任务目标 1 =
判断下列三条陈述是否与正文相符：(a) $match 不接受原始聚合表达式；(b) 应尽量晚地把 $match 放进聚合管道；(c) 示例中的 $match 选出 author 字段等于 ahn 的文档。逐条回答“是”或“否”，并原样引用正文中起决定作用的词句。

正文 =
►
MongoDB - 聚合阶段 $match、$sort、$limit

文章目录

- [1. $match 聚合阶段](#1.$ match 聚合阶段)
- - [1. 构造测试数据](#1. 构造测试数据)
  - [2. $match 示例](#2.$ match 示例)
  - [3. $match 示例](#3.$ match 示例)
- [2. $sort 聚合阶段](#2.$ sort 聚合阶段)
- - [1. 排序一致性问题](#1. 排序一致性问题)
  - [2. $sort 示例](#2.$ sort 示例)
- [3. $limit 聚合阶段](#3.$ limit 聚合阶段)

1. $match 聚合阶段

$match 接受一个指定查询条件的文档。

$match 阶段语法：

复制代码

{ $match: { <query> } }

$match 查询语法与读取操作查询语法相同，即 $match 不接受原始聚合表达式。要在 $match 中包含聚合表达式，请使用 $expr 查询表达式：

复制代码

{ $match: { $expr: { <aggregation expression> } } }

尽可能早地将 $match 放在聚合管道中，由于 $match 限制了聚合管道中的文档总数，因此早期的 $match 操作会最大限度地减少管道中的处理量。

1. 构造测试数据

复制代码

db.articles.drop()

db.articles.insertMany([
    {
        "_id": ObjectId("512bc95fe835e68f199c8686"),
        "author": "dave",
        "score": 80,
        "views": 100
    },
    {
        "_id": ObjectId("512bc962e835e68f199c8687"),
        "author": "dave",
        "score": 85,
        "views": 521
    },
    {
        "_id": ObjectId("55f5a192d4bede9ac365b257"),
        "author": "ahn",
        "score": 60,
        "views": 1000
    },
    {
        "_id": ObjectId("55f5a192d4bede9ac365b258"),
        "author": "li",
        "score": 55,
        "views": 5000
    },
    {
        "_id": ObjectId("55f5a1d3d4bede9ac365b259"),
        "author": "annT",
        "score": 60,
        "views": 50
    },
    {
        "_id": ObjectId("55f5a1d3d4bede9ac365b25a"),
        "author": "li",
        "score": 94,
        "views": 999
    },
    {
        "_id": ObjectId("55f5a1d3d4bede9ac365b25b"),
        "author": "ty",
        "score": 95,
        "views": 1000
    }
])

2. $match 示例

使用 $match 来执行简易等值匹配，$match 会选择 author 字段等于 dave 的文档，而聚合返回以下内容：

复制代码

db.articles.aggregate(
    [ { $match : { author : "dave" } } ]
);

// 1
{
    "_id": ObjectId("512bc95fe835e68f199c8686"),
    "author": "dave",
    "score": 80,
    "views": 100
}

// 2
{
    "_id": ObjectId("512bc962e835e68f199c8687"),
    "author": "dave",
    "score": 85,
    "views": 521
}

SpringBoot 整合 MongoDB 实现：

java 复制代码

@SpringBootTest
@RunWith(SpringRunner.class)
◄
提供的记录 =
►
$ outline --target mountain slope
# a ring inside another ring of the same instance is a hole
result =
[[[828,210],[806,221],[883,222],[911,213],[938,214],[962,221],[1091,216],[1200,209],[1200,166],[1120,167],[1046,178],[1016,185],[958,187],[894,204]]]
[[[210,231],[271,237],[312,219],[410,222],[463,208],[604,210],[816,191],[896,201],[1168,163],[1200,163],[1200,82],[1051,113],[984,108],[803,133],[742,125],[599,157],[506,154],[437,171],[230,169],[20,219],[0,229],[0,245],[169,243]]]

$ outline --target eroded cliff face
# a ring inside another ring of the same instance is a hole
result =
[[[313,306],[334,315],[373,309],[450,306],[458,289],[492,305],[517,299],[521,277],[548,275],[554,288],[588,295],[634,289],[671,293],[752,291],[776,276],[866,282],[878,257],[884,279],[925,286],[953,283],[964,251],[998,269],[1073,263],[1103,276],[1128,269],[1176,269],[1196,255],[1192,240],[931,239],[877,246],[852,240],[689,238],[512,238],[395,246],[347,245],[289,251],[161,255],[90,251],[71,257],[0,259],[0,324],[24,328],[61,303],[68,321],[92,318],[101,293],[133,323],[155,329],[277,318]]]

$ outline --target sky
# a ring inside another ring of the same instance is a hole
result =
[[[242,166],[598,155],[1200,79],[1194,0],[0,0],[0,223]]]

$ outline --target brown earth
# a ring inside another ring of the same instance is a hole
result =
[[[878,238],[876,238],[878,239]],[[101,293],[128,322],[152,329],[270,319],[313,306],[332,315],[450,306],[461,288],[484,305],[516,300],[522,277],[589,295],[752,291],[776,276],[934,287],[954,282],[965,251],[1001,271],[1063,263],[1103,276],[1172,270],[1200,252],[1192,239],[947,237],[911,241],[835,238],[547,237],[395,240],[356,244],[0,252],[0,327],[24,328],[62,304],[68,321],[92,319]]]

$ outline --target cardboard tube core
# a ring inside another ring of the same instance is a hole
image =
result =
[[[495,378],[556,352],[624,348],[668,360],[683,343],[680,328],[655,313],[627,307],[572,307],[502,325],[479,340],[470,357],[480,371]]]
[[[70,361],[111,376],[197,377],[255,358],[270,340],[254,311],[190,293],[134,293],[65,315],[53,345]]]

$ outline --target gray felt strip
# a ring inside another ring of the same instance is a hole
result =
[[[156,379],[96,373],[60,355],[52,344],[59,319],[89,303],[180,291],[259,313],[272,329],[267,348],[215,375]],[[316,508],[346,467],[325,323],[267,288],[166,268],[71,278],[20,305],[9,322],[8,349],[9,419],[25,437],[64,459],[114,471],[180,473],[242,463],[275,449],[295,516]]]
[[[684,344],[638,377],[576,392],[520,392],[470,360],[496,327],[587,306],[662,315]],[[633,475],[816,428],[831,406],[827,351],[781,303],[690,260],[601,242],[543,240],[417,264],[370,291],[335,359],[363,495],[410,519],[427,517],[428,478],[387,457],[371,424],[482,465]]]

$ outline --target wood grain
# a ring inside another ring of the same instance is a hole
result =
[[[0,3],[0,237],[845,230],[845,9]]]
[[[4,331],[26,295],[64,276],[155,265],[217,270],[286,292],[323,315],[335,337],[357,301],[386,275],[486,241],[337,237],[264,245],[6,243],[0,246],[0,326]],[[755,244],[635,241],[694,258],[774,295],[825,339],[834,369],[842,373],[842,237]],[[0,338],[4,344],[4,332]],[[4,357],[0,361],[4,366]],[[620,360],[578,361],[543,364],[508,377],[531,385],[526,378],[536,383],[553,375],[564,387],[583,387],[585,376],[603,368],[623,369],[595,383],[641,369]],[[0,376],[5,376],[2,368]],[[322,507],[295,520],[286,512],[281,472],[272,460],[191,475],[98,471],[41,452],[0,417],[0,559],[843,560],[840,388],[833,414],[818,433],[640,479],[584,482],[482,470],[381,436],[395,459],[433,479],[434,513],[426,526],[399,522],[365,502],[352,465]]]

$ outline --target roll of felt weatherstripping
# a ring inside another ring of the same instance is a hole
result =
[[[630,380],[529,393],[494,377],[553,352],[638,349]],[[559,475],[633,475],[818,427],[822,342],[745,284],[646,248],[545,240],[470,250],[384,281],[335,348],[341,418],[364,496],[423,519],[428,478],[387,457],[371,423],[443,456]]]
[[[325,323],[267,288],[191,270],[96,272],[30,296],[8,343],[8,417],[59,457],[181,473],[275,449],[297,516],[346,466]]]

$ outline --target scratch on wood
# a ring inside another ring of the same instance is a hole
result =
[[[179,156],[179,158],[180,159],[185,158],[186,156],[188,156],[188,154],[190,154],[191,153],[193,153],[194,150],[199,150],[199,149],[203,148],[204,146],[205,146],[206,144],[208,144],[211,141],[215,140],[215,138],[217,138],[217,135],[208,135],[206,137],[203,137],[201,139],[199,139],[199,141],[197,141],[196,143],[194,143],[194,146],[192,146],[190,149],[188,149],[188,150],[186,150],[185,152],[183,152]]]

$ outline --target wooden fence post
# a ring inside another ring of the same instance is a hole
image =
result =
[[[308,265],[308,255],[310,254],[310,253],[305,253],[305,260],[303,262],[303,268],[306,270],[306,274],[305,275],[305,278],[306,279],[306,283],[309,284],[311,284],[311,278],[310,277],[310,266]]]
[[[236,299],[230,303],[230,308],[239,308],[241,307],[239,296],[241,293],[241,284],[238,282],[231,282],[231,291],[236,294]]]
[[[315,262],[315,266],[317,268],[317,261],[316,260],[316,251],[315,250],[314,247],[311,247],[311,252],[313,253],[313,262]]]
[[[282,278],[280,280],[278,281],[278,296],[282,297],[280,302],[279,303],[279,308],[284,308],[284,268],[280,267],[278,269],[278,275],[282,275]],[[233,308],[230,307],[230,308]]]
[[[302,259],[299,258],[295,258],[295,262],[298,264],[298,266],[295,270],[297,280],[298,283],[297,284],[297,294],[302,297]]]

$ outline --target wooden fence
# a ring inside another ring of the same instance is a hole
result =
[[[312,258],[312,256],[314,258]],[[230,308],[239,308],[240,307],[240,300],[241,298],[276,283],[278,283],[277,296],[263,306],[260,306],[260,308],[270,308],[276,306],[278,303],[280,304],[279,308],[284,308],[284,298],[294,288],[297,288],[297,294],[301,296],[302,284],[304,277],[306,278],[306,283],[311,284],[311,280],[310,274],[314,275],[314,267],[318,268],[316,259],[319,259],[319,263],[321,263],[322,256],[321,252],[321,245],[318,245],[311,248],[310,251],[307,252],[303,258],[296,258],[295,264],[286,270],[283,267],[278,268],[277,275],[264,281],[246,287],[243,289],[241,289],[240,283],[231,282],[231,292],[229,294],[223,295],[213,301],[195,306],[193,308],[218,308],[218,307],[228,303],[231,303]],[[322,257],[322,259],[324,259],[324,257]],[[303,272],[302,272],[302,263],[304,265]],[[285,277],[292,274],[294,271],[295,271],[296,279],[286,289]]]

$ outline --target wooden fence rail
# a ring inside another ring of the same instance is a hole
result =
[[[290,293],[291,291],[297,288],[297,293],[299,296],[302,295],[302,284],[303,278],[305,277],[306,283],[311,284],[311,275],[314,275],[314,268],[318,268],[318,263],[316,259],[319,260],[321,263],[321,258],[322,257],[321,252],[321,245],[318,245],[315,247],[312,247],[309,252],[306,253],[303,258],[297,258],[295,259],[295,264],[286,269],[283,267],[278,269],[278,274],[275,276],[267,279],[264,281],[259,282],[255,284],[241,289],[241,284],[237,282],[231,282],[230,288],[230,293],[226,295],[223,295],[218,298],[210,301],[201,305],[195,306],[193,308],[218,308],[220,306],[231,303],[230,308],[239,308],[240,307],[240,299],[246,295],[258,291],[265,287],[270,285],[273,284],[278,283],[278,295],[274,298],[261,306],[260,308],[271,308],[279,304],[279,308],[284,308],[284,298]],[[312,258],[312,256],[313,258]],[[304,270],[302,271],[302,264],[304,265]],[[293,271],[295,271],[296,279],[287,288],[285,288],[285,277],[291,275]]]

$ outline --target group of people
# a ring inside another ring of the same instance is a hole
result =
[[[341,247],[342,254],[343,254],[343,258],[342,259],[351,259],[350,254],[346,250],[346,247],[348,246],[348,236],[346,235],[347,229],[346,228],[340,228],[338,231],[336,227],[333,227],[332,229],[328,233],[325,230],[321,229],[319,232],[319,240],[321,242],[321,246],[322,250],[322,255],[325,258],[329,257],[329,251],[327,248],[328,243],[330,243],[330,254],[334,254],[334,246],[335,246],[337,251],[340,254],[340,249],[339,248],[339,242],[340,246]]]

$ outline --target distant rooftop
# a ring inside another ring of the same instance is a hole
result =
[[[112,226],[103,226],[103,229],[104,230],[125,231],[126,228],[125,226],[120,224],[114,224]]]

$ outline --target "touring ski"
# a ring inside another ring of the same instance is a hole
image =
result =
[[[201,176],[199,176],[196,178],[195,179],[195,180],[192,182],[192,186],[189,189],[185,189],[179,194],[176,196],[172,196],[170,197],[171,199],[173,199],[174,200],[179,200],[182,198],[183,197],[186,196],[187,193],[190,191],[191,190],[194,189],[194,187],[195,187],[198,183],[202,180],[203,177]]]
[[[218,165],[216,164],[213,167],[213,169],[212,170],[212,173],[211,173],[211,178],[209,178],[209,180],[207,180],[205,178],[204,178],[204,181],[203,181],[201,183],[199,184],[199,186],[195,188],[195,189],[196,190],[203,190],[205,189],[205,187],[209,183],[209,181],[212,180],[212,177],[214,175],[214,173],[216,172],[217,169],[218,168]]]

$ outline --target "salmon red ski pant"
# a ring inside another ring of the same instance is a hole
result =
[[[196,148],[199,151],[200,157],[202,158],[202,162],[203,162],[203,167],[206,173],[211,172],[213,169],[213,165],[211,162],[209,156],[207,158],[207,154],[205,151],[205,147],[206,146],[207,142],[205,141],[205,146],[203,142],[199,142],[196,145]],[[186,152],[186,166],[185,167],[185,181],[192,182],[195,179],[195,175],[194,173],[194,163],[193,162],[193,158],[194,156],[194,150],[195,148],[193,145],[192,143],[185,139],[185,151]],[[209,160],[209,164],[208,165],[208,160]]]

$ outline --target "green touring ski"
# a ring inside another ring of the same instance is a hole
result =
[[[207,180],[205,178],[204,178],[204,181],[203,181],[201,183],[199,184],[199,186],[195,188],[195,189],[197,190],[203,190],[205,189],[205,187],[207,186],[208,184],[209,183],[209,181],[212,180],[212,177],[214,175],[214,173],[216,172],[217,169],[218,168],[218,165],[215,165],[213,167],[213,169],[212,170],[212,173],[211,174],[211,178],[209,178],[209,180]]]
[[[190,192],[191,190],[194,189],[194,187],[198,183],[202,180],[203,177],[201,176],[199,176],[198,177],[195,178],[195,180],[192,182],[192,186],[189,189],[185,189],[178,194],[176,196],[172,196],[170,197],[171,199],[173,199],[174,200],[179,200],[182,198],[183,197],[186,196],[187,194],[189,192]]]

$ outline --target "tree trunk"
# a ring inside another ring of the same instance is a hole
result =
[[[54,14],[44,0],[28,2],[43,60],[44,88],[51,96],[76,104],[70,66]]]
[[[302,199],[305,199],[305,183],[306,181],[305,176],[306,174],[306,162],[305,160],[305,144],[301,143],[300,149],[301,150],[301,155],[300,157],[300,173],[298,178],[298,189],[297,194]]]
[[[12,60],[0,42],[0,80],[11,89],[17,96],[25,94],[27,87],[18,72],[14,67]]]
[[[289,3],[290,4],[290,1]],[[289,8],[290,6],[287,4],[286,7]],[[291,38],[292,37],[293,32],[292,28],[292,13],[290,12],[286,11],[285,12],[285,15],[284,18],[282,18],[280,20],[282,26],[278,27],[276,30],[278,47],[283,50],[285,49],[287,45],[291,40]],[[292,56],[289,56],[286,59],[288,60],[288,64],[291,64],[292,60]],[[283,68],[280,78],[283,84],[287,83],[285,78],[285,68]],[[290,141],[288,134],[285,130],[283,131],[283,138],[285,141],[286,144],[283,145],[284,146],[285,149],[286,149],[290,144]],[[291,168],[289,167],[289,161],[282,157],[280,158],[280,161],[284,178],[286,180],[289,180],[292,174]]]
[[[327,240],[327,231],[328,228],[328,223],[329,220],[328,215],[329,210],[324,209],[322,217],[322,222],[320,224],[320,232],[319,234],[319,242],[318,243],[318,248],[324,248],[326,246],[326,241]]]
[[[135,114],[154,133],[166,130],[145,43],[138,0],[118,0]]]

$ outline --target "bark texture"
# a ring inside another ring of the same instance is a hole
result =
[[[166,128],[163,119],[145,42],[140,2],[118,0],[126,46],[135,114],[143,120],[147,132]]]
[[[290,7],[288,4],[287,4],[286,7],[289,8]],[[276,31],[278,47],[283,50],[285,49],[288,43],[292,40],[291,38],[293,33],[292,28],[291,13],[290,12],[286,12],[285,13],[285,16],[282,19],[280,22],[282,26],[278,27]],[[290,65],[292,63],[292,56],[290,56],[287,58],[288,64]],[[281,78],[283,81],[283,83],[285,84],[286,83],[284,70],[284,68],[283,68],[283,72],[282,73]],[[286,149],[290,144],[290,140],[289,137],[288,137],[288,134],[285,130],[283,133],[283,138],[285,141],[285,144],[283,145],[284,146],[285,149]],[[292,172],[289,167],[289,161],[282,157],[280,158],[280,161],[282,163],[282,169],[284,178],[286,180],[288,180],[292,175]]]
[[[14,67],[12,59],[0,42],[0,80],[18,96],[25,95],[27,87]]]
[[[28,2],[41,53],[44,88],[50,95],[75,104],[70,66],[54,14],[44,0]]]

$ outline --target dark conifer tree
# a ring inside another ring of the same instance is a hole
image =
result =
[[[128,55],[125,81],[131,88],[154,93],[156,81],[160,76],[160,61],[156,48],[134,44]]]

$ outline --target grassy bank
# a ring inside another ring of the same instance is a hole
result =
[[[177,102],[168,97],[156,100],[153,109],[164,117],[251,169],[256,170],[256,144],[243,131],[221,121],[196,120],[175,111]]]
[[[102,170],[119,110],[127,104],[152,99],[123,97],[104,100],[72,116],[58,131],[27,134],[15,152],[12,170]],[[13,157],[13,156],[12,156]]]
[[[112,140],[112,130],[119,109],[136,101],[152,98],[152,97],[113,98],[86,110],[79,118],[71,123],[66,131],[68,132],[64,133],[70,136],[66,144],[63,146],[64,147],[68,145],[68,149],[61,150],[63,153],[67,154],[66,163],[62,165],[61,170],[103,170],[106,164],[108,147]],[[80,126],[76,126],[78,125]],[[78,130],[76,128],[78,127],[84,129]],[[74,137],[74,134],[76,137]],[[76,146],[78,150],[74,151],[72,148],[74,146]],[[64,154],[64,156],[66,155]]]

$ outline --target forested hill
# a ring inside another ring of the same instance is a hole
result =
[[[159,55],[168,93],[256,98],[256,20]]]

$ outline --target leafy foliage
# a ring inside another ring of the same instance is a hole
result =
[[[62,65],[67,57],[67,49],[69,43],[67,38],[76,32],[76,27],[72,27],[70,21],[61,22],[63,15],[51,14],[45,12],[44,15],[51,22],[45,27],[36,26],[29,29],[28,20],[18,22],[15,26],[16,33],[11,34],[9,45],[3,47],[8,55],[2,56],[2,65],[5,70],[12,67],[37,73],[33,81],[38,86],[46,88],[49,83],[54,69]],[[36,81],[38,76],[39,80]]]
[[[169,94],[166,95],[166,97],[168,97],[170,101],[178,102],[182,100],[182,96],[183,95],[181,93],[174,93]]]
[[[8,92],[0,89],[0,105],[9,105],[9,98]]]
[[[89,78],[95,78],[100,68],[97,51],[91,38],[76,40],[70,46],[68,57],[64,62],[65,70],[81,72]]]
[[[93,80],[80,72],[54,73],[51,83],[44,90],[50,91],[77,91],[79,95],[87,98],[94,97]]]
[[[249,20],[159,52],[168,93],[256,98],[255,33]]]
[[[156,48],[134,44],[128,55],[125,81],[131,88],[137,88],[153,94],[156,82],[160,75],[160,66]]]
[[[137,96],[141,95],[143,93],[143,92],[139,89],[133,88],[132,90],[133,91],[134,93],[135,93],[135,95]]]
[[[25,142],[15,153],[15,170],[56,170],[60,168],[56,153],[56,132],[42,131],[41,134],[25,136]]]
◄
任务目标 2 =
报告记录中所有含有字符串“touring”的行，逐行照抄，区分大小写。

正确答案 1 =
(a) 是。“即 $match 不接受原始聚合表达式”
(b) 否。“尽可能早地将 $match 放在聚合管道中”
(c) 否。“$match 会选择 author 字段等于 dave 的文档”

正确答案 2 =
$ outline --target "touring ski"
$ outline --target "green touring ski"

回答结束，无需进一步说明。